* [Xenomai-help] Xenomai degrades syscall time on PPC405
@ 2007-08-20 12:11 Dirk Eibach
2007-08-23 20:45 ` Philippe Gerum
0 siblings, 1 reply; 4+ messages in thread
From: Dirk Eibach @ 2007-08-20 12:11 UTC (permalink / raw)
To: Xenomai help
Hello,
I am trying to understand some performance problems I ran into on my
xenomai system.
The testcode I attached performs a syscall(gettimeofday). Measuring time on
a vanilla Kernel gives the following output:
ticks for ppc_getccounter: 116, for gettimeofday: 1479
The same kernel with xenomai patched in gives this:
ticks for ppc_getccounter: 116, for gettimeofday: 4278
Is this the expected behaviour? Why is the time for a system call nearly 3
times as much?
#include <stdio.h>
#include <sys/time.h>
#include <time.h>
static void
ppc_getcounter(unsigned long long *v)
{
register unsigned long tbu, tb, tbu2;
loop:
asm volatile ("mftbu %0" : "=r" (tbu) );
asm volatile ("mftb %0" : "=r" (tb) );
asm volatile ("mftbu %0" : "=r" (tbu2));
if (__builtin_expect(tbu != tbu2, 0)) goto loop;
/* The slightly peculiar way of writing the next lines is
compiled better by GCC than any other way I tried. */
((long*)(v))[0] = tbu;
((long*)(v))[1] = tb;
}
int main(int argc, char* argv[])

• [Supplied information]
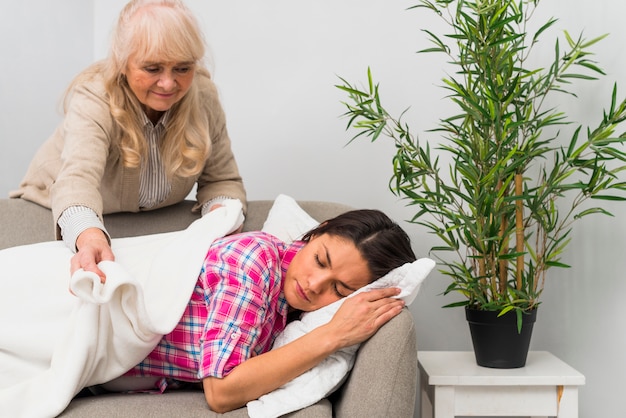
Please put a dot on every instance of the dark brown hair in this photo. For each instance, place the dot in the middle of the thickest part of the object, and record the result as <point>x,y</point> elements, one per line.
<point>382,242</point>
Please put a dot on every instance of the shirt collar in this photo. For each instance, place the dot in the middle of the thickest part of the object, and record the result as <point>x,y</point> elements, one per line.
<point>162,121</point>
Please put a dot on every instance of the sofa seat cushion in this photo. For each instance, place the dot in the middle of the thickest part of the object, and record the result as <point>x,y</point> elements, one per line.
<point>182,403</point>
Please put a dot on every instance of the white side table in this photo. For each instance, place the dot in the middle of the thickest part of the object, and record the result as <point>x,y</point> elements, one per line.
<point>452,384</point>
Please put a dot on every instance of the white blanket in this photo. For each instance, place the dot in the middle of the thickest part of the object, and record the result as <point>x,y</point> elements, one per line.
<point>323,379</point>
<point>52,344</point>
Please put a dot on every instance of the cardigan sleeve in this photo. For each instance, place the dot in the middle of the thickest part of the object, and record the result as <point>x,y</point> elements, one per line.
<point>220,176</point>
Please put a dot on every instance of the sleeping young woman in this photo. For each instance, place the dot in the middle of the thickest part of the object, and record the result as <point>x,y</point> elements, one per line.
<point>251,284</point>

...

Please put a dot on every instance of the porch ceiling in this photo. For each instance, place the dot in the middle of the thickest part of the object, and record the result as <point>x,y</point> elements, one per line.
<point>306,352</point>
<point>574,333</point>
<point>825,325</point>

--

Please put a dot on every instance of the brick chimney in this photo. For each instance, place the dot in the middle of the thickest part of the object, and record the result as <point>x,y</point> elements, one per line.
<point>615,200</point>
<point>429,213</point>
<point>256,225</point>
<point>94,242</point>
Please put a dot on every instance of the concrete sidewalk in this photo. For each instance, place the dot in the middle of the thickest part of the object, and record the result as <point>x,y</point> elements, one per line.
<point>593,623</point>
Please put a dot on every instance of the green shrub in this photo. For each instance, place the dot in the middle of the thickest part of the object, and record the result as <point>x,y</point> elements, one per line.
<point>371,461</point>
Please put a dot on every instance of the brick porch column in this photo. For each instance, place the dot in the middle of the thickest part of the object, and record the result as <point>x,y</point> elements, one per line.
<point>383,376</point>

• [Given exercise 1]
According to the Xenomai post, how many ticks did gettimeofday take on the vanilla kernel?
• [Given exercise 2]
Name every header file that the test code in the Xenomai post includes.

• [Task result 1]
1479 ticks.

• [Task result 2]
stdio.h, sys/time.h, time.h